■ **Problem 1**: Restate the paragraph of the news extract beginning "Sri Lanka would grow around" as a brief list, keeping its main facts.
■ **Problem 2**: Retype the part of the news extract that opens with the words containing "NO MOVEMENT: The" and closes with "the credit system.".

■ **Document extract**:
+ + +

NO MOVEMENT: The usually busy Fort, Colonial quarter of Sri Lanka’s capital Colombo during Coronavirus curfew.

ECONOMYNEXT – An going Coronavirus epidemic may cost Sri Lanka up to 1.5 percent in economic growth in 2020, the Asian Development Bank said as fears over monetary stability continued to grow with large liquidity injections being made into the credit system.

Sri Lanka would grow around 3.5 to 4.0 percent in 2020, the central bank had said earlier, while the International Monetary Fund was projecting 3.7 percent before the Coronavirus hit, and central bank started making large liquidity injections in February and March.

“The projected slowdown is in sharp contrast to earlier signs of a growth rebound in 2020,” ADB’s Senior Country Economist for Sri Lanka Utsav Kumar said after the agency’s Asian Development Outlook report was released.

“COVID-19 and the measures required to contain it have curtailed movement of labor, disrupted livelihoods and supply chains, and created cash flow problems for businesses, representing simultaneous demand and supply shocks.

+ + +

Referring expression data:
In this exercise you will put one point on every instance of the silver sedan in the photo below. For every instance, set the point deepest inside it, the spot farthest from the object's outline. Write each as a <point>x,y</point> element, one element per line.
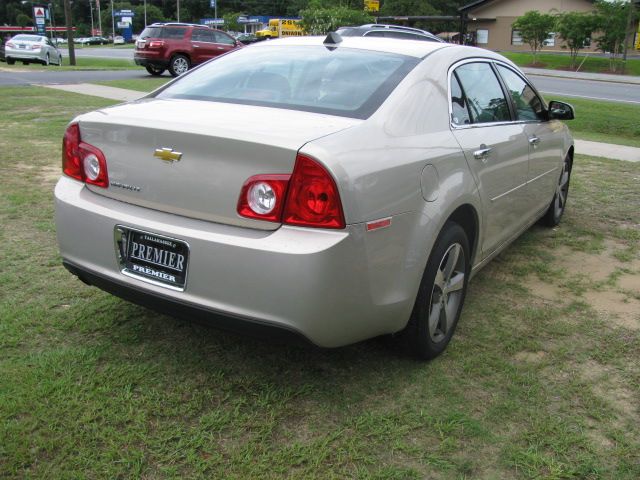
<point>332,189</point>
<point>31,49</point>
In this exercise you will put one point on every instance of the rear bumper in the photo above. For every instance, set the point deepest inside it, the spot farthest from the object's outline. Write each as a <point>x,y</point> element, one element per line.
<point>331,287</point>
<point>23,55</point>
<point>145,60</point>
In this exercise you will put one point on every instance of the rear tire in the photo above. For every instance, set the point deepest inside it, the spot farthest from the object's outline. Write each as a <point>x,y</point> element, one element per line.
<point>155,71</point>
<point>441,296</point>
<point>559,202</point>
<point>178,65</point>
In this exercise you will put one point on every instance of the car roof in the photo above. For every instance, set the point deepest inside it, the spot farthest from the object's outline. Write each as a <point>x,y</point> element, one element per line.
<point>412,48</point>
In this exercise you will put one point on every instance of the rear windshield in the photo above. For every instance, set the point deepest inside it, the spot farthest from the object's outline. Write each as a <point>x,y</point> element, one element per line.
<point>342,81</point>
<point>163,32</point>
<point>27,38</point>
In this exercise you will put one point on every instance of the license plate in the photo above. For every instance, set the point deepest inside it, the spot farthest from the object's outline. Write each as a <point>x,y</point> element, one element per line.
<point>153,258</point>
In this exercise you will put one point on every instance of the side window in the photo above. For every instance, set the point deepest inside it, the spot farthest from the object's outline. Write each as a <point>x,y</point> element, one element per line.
<point>202,35</point>
<point>528,104</point>
<point>222,38</point>
<point>459,110</point>
<point>485,99</point>
<point>172,32</point>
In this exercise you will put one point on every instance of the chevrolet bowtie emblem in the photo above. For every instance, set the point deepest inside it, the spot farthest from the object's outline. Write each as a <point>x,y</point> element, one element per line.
<point>167,154</point>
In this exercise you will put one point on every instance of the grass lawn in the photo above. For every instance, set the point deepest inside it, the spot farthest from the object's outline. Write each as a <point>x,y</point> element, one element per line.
<point>542,379</point>
<point>563,62</point>
<point>82,63</point>
<point>139,84</point>
<point>601,121</point>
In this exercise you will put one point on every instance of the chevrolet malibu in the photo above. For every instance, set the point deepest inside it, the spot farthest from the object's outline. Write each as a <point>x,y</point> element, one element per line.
<point>331,189</point>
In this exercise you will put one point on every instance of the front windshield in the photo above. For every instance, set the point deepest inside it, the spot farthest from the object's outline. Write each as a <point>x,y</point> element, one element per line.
<point>341,81</point>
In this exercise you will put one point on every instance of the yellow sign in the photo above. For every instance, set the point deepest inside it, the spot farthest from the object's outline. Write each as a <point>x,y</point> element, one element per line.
<point>372,5</point>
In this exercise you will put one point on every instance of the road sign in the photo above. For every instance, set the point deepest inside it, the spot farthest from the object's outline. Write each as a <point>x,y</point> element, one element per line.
<point>372,5</point>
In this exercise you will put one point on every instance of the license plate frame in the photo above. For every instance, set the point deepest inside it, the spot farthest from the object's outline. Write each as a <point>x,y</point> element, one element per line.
<point>152,257</point>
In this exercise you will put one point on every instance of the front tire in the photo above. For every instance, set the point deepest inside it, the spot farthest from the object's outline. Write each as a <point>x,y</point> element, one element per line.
<point>155,71</point>
<point>178,65</point>
<point>559,202</point>
<point>441,296</point>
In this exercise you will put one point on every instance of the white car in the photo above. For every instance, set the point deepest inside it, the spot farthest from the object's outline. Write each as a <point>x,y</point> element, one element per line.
<point>32,49</point>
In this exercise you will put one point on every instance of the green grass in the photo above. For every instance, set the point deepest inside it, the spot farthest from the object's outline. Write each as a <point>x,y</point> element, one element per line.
<point>602,121</point>
<point>563,62</point>
<point>139,84</point>
<point>95,387</point>
<point>82,63</point>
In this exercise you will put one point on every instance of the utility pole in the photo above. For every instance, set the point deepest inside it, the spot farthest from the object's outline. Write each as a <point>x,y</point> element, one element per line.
<point>99,17</point>
<point>69,23</point>
<point>630,30</point>
<point>91,14</point>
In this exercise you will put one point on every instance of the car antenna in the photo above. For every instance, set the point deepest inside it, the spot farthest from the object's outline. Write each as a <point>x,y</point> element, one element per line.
<point>332,41</point>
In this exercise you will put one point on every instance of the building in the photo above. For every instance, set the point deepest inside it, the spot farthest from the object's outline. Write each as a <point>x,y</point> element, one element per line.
<point>489,21</point>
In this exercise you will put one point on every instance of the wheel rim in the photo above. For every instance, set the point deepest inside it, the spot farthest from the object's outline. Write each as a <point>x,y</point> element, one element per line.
<point>562,190</point>
<point>446,296</point>
<point>180,65</point>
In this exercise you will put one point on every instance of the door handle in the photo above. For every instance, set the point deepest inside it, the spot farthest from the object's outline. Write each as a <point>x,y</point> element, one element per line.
<point>482,153</point>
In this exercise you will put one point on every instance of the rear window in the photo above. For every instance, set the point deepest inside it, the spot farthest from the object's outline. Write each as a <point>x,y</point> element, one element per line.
<point>163,32</point>
<point>27,38</point>
<point>342,81</point>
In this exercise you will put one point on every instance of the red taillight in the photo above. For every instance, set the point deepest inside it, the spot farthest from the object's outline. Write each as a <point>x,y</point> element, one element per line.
<point>307,198</point>
<point>263,197</point>
<point>83,161</point>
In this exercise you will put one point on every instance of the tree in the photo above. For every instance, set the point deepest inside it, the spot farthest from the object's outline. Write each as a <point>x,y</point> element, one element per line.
<point>318,21</point>
<point>611,20</point>
<point>575,28</point>
<point>534,28</point>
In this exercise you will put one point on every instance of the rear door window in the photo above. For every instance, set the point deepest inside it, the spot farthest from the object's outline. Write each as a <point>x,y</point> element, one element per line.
<point>527,104</point>
<point>486,101</point>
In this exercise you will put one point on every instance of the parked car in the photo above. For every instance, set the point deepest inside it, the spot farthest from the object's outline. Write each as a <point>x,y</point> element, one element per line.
<point>248,38</point>
<point>180,46</point>
<point>388,31</point>
<point>334,190</point>
<point>32,49</point>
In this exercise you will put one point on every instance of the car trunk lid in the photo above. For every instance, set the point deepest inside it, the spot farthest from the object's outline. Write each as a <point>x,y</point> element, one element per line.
<point>191,158</point>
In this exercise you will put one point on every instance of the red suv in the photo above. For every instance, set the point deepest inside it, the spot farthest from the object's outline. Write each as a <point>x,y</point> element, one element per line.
<point>179,46</point>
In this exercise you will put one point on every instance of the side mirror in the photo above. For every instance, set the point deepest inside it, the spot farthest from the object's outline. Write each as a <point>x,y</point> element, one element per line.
<point>560,111</point>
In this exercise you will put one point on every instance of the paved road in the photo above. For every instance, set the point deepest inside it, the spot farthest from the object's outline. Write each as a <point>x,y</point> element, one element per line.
<point>619,92</point>
<point>51,76</point>
<point>104,52</point>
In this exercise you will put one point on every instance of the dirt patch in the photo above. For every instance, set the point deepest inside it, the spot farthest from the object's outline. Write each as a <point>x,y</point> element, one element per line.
<point>546,291</point>
<point>617,308</point>
<point>530,357</point>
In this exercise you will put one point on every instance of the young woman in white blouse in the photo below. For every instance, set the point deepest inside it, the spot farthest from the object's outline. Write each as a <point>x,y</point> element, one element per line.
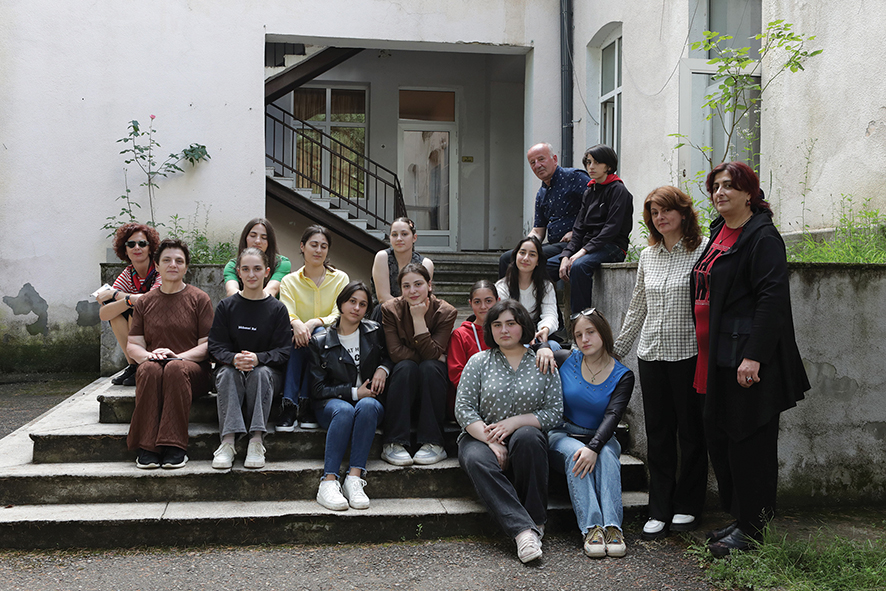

+ + +

■ **Response area 1**:
- The central bank had earlier said Sri Lanka would grow around 3.5 to 4.0 percent in 2020.
- Before the Coronavirus hit, the International Monetary Fund projected 3.7 percent growth.
- The central bank started making large liquidity injections in February and March.

■ **Response area 2**:
NO MOVEMENT: The usually busy Fort, Colonial quarter of Sri Lanka’s capital Colombo during Coronavirus curfew.

ECONOMYNEXT – An going Coronavirus epidemic may cost Sri Lanka up to 1.5 percent in economic growth in 2020, the Asian Development Bank said as fears over monetary stability continued to grow with large liquidity injections being made into the credit system.